Exercise material

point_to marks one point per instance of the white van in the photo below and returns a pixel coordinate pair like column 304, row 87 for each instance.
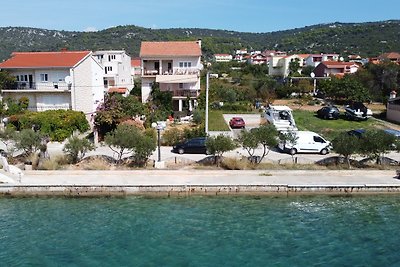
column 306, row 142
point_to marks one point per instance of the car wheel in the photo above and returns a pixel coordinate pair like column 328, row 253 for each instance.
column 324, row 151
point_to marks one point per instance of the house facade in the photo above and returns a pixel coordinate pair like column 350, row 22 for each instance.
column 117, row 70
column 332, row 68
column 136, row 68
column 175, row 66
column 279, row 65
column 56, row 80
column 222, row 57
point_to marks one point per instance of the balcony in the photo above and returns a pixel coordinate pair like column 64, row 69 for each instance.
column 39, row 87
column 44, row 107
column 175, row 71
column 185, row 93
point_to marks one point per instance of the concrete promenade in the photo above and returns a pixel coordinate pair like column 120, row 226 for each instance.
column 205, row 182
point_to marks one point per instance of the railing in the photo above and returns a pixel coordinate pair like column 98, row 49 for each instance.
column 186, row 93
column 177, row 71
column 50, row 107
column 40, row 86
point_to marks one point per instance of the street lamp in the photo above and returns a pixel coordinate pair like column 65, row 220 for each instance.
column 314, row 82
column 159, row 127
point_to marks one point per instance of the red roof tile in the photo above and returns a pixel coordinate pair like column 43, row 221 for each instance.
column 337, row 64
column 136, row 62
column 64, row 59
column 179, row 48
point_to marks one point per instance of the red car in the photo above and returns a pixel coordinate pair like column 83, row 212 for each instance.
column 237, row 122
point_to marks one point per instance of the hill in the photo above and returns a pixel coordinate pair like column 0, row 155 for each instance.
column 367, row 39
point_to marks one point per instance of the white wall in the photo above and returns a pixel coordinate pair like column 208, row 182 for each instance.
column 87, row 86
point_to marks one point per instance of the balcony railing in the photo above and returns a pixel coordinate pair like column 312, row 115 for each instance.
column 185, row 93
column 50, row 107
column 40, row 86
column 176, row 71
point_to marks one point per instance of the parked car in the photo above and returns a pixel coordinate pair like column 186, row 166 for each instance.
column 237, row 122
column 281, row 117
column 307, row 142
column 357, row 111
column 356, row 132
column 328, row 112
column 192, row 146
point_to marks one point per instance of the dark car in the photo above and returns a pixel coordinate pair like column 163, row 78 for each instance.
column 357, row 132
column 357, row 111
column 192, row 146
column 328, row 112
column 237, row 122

...

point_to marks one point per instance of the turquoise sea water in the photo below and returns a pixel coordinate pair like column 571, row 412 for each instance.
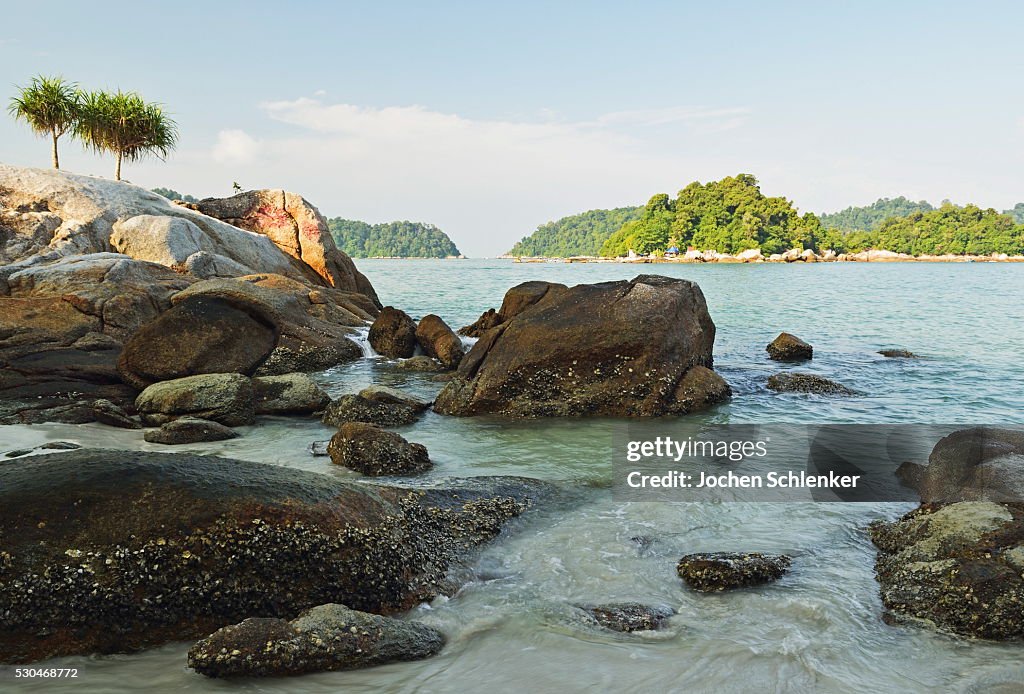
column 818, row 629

...

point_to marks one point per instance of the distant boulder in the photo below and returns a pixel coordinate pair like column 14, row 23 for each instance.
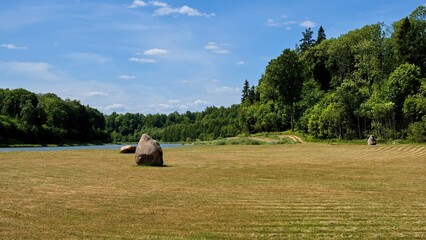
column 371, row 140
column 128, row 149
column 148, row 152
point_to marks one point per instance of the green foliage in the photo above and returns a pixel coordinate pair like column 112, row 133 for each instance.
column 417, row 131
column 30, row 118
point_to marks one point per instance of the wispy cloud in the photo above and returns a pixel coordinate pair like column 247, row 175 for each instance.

What is asked
Reproduce the entries verbatim, from the line containing "point_to marks one point per instance of the green" through the line containing "point_to marks one point per instance of the wispy", inclusive.

Full response
point_to marks one point per instance of the green foliage in the photo above and returns a pixel coordinate pair like column 112, row 133 for each instance.
column 417, row 131
column 30, row 118
point_to marks one point per instance of the wispy cloud in the photo above and returns a pixel coordinate pair like column 247, row 175 for each instance.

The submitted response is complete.